* [Your instructions] From the article "Facing Tehran alone," list every country named in the quoted statement of the U.S. objective of universal adherence to the NPT.

╭─ Text passage

Facing Tehran alone

Financial Post

Israel’s back is against the wall. To the south it faces Iran-backed Gaza, a terrorist state dedicated to Israel’s destruction. To the north lies Iran-backed Lebanese territory, equally bent on Israel’s destruction. About 1000 kilometres to the east lies Iran, itself, which will soon have a nuclear bomb and the delivery system needed to detonate it 600 metres above Tel Aviv – the height at which an exploding nuclear bomb best incinerates a populace.

And, for the first time in a generation, Israel is no longer confident that it has a reliable ally in the U.S.

The threat that weighs on Israelis is palpable. In Iran, where some 6000 centrifuges continually churn out bomb material, the countdown to the creation of a nuclear bomb nears its end. Many Israeli analysts believe the countdown will end mere months from now; few Israeli analysts disbelieve Iran’s pledge to eradicate Israel. While those centrifuges have spun inexorably, year after year bringing Israel closer to the brink, the EU and the U.S. have urged Israel to show restraint. "Don’t take out Iran’s nuclear weapons program the way you did Saddam Hussein’s," they have urged, arguing that doing so could lead Iran to unleash terrorist attacks on Western targets and to block oil shipments to the West from the Middle East. Instead, the EU and the U.S. promised to employ tough economic sanctions against Iran to bring it to the negotiating table.
Israel has never had any illusions about the EU — the Europeans enjoy booming trade with Iran at the same time they warn of sanctions – but it did bank on the U.S. coming to its rescue, so much so that it eschewed early opportunities to take out Iran’s nuclear facilities, when the task would have been relatively easy.


Now, Israeli hopes are shattered. Even before the Obama administration came to power, U.S. Defence Secretary Robert Gates announced his opposition to any strike against Iran. With the advent of the Obama administration, Israel now finds itself cast as the bad guy and made a diplomatic target by the U.S.


If not for Israel’s intransigence in returning land to the Palestinians, the Obama Administration recently suggested, the Arab world would be pressuring Iran to abandon nuclear weapons. Leaked administration reports indicate that the U.S. will play hardball with Israel, unilaterally imposing on Israel a resolution of the Israeli-Palestinian dispute. Secretary Gates, whom Obama kept in his administration, remains adamantly opposed to an Israeli military strike. And to provide a foretaste of the ratcheting up of pressure to come, U.S. Assistant Secretary of State Rose Gottemoeller, in a presentation at a U.N. meeting of the Nuclear Non-Proliferation Treaty earlier this month, stated that the U.S. had as a fundamental objective "universal adherence to the NPT itself, including by India, Israel, Pakistan and North Korea."

╰─
╭─ Dataset

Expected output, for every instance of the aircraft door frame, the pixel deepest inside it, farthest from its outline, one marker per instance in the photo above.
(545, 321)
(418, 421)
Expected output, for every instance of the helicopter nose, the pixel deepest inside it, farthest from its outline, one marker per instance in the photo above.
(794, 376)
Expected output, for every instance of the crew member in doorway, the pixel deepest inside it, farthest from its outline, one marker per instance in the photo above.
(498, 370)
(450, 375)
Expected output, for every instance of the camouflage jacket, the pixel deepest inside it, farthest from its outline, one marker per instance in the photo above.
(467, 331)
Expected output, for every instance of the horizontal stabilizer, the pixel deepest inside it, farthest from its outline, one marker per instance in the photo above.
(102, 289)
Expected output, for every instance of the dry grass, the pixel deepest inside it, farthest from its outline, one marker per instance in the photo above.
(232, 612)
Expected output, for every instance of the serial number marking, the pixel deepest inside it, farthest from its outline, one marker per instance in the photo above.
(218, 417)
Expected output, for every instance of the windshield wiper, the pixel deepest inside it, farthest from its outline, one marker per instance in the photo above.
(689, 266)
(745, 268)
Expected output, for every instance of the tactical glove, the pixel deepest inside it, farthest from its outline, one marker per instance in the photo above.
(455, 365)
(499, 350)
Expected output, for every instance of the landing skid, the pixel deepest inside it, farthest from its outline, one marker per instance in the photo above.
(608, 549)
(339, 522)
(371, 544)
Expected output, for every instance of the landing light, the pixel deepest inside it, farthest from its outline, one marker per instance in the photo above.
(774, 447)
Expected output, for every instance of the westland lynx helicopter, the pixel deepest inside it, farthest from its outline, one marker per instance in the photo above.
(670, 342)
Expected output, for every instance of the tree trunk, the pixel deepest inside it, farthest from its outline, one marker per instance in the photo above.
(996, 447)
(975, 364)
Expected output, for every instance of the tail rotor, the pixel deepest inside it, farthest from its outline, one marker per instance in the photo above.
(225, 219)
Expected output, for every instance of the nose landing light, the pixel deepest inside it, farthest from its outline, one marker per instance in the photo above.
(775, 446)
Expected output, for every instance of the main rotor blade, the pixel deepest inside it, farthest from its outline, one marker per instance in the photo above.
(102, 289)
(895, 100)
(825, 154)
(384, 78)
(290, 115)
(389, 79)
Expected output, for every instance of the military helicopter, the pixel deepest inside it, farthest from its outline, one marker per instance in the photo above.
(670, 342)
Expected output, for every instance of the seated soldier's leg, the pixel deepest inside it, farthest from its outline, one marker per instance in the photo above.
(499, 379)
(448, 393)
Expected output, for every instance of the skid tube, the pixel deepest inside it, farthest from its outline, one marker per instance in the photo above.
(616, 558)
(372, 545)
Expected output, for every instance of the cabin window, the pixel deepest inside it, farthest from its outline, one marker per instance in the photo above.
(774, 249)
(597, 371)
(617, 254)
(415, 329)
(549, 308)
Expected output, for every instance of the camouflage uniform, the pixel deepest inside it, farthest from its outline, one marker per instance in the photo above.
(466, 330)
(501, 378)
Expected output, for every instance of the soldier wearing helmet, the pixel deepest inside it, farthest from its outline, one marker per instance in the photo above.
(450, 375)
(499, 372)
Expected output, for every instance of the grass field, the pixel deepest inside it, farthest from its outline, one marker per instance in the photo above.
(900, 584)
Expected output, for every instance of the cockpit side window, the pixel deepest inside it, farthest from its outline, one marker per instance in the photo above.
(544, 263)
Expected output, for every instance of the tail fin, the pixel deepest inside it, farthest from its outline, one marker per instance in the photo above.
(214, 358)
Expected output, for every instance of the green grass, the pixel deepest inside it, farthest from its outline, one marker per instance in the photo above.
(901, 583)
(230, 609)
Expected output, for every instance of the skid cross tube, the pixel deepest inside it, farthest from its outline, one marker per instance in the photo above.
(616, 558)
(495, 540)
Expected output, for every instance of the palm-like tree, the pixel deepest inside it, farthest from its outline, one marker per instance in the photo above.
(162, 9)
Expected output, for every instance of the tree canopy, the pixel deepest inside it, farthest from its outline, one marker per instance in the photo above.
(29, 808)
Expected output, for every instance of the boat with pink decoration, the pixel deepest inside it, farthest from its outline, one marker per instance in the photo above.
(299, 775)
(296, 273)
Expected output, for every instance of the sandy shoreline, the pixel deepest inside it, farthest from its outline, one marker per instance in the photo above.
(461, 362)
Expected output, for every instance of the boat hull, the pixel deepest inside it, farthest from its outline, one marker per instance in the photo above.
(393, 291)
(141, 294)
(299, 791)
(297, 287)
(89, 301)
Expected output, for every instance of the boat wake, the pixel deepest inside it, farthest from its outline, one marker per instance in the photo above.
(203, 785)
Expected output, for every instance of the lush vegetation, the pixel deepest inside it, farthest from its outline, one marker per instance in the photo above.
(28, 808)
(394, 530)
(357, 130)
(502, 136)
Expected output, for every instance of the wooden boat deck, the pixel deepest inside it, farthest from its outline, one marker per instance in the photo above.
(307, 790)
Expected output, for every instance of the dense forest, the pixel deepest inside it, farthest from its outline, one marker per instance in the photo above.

╰─

* [Worked solution] India, Israel, Pakistan, North Korea